## Dataset records
────────────────────────────────────────

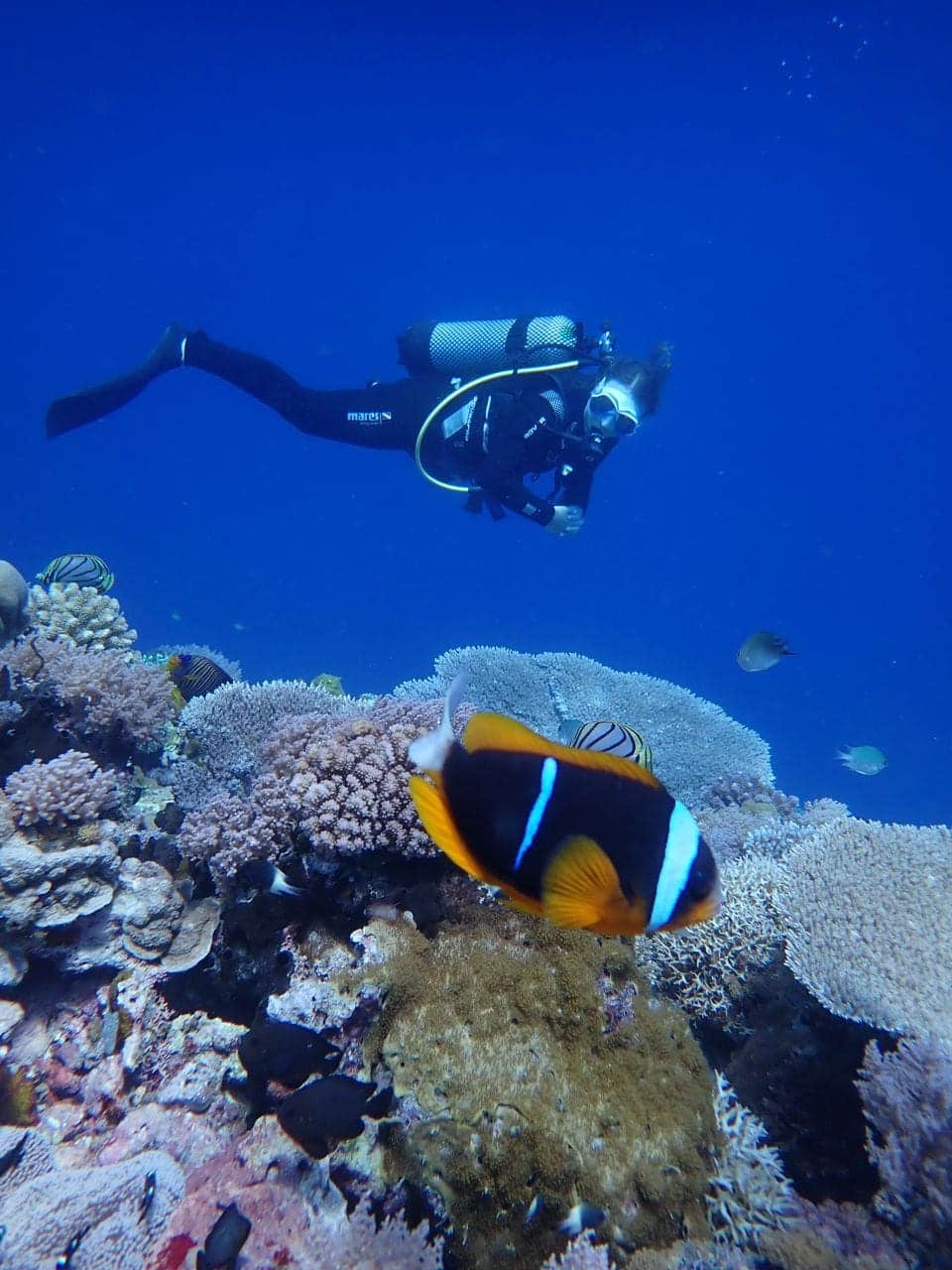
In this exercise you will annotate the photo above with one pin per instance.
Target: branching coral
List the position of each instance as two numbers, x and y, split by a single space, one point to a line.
13 601
694 742
105 695
81 616
67 790
340 783
749 1192
907 1101
225 730
347 779
858 902
705 966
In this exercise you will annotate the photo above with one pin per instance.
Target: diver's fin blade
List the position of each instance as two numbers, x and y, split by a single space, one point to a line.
89 404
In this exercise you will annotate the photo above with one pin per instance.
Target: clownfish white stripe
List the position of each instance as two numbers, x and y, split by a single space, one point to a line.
679 855
538 808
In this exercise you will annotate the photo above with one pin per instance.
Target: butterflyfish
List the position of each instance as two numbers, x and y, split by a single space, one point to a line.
195 675
584 838
81 568
613 738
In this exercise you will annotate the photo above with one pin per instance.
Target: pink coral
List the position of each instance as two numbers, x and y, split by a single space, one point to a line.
105 693
67 790
348 779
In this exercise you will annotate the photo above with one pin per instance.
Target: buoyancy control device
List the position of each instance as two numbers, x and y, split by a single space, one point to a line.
492 350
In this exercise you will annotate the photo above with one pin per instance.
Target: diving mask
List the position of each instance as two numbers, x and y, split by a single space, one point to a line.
612 409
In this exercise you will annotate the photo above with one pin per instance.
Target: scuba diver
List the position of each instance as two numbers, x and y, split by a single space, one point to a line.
485 407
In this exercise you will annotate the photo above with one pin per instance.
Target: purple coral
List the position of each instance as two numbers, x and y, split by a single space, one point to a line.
907 1102
348 779
104 694
67 790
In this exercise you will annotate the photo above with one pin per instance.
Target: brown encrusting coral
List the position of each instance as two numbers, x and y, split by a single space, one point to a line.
518 1098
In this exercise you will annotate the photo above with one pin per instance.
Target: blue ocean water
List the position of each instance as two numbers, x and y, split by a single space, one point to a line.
767 190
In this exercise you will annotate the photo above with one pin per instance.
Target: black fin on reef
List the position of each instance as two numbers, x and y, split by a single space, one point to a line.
87 404
273 1051
322 1112
225 1241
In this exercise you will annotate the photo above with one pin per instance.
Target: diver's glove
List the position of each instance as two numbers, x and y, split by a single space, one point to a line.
566 521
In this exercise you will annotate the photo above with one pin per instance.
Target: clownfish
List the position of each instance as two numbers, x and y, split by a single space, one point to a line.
584 838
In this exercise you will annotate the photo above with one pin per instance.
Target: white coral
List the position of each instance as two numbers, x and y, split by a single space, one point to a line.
80 616
749 1193
705 968
864 907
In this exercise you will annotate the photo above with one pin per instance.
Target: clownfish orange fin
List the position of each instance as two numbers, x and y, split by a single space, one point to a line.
488 730
433 811
580 889
524 903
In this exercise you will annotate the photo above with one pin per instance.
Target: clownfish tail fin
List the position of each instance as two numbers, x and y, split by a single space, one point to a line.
430 752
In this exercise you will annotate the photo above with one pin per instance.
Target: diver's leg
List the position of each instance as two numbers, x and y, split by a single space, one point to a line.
87 404
381 417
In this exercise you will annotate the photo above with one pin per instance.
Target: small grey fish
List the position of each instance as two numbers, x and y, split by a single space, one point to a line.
81 568
610 737
225 1241
583 1216
762 651
64 1260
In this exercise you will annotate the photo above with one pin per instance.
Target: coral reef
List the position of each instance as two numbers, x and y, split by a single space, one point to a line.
67 790
860 930
109 703
223 731
334 783
907 1102
513 1075
749 1191
103 1206
14 595
706 968
529 1097
79 616
694 743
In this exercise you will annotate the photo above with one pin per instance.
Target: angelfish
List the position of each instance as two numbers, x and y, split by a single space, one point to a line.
584 838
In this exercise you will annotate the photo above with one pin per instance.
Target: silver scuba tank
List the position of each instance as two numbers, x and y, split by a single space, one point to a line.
480 347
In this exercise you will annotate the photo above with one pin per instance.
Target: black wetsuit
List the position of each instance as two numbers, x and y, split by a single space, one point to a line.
493 440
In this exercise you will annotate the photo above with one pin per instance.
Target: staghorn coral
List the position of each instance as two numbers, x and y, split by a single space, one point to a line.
694 742
80 616
907 1102
858 902
339 783
100 697
348 779
749 1192
705 968
44 1213
67 790
157 922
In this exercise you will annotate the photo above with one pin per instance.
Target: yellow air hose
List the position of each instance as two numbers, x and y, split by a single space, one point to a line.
467 388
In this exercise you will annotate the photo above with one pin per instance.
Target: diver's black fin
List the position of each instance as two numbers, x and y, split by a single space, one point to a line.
87 404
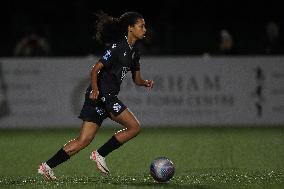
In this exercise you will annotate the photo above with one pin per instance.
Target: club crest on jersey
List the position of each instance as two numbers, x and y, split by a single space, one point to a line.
107 55
116 107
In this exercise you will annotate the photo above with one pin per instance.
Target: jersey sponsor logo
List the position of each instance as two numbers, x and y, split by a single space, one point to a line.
116 107
124 72
107 55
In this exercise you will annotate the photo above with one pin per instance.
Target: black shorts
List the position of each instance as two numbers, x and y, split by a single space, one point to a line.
98 110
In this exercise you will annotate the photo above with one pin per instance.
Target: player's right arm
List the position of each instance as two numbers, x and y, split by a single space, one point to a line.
94 80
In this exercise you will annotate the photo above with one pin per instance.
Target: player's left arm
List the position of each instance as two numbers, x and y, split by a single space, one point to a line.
136 76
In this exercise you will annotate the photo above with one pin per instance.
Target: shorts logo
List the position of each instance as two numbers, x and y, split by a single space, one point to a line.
107 55
100 111
116 107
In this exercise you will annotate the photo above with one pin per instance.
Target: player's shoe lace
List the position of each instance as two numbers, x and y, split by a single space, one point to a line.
45 170
100 161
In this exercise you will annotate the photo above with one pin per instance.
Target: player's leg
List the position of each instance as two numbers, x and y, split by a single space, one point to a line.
87 133
131 129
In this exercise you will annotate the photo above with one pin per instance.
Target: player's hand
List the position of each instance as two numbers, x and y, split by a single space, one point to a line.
94 94
149 84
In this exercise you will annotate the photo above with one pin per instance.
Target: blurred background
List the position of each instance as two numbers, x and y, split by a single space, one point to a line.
66 28
216 108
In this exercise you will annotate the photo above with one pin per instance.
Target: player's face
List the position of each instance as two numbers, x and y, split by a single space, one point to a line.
139 29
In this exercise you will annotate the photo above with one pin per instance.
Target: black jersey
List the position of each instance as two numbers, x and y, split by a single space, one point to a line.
117 61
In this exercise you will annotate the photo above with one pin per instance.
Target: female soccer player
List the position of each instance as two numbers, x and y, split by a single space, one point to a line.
101 101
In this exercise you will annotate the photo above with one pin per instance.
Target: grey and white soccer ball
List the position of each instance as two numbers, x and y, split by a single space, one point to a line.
162 169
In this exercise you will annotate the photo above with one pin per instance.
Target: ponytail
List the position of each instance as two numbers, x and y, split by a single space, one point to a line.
110 29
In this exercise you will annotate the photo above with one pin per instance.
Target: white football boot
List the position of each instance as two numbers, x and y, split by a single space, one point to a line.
45 170
100 161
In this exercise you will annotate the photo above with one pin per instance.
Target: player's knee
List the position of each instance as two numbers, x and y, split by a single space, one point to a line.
136 129
83 142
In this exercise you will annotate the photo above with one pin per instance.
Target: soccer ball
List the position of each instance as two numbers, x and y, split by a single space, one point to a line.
162 169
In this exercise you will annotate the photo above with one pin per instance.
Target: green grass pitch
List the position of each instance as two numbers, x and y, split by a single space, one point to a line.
204 158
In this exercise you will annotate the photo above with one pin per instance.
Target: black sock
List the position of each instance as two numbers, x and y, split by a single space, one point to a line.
109 146
58 158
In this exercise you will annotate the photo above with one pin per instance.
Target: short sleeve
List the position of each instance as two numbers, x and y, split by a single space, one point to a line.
109 56
136 61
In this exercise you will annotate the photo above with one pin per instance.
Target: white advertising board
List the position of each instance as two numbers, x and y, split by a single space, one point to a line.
188 91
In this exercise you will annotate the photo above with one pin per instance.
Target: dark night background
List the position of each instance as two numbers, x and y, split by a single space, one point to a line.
175 27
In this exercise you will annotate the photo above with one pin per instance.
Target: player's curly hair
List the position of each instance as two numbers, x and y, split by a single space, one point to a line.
110 29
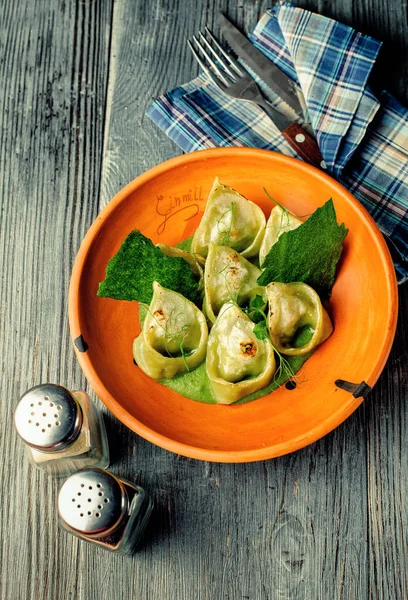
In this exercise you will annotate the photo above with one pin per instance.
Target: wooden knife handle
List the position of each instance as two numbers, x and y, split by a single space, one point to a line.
304 144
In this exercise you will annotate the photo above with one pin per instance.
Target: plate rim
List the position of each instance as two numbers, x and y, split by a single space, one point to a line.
320 429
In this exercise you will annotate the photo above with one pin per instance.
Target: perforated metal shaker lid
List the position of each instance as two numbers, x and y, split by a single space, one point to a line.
92 501
48 417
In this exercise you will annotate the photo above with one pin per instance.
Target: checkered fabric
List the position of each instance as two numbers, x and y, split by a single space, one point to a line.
363 138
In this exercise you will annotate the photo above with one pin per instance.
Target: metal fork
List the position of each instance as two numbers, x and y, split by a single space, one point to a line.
232 79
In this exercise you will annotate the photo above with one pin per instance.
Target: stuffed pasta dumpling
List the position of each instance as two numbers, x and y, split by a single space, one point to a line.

────────────────────────────────────────

## Your task
From the entries above, select each line containing the string "coral".

## Task answer
Target: branching coral
Target: pink coral
Target: purple coral
Target: brown encrusting coral
Target: white coral
Target: coral reef
Target: staghorn coral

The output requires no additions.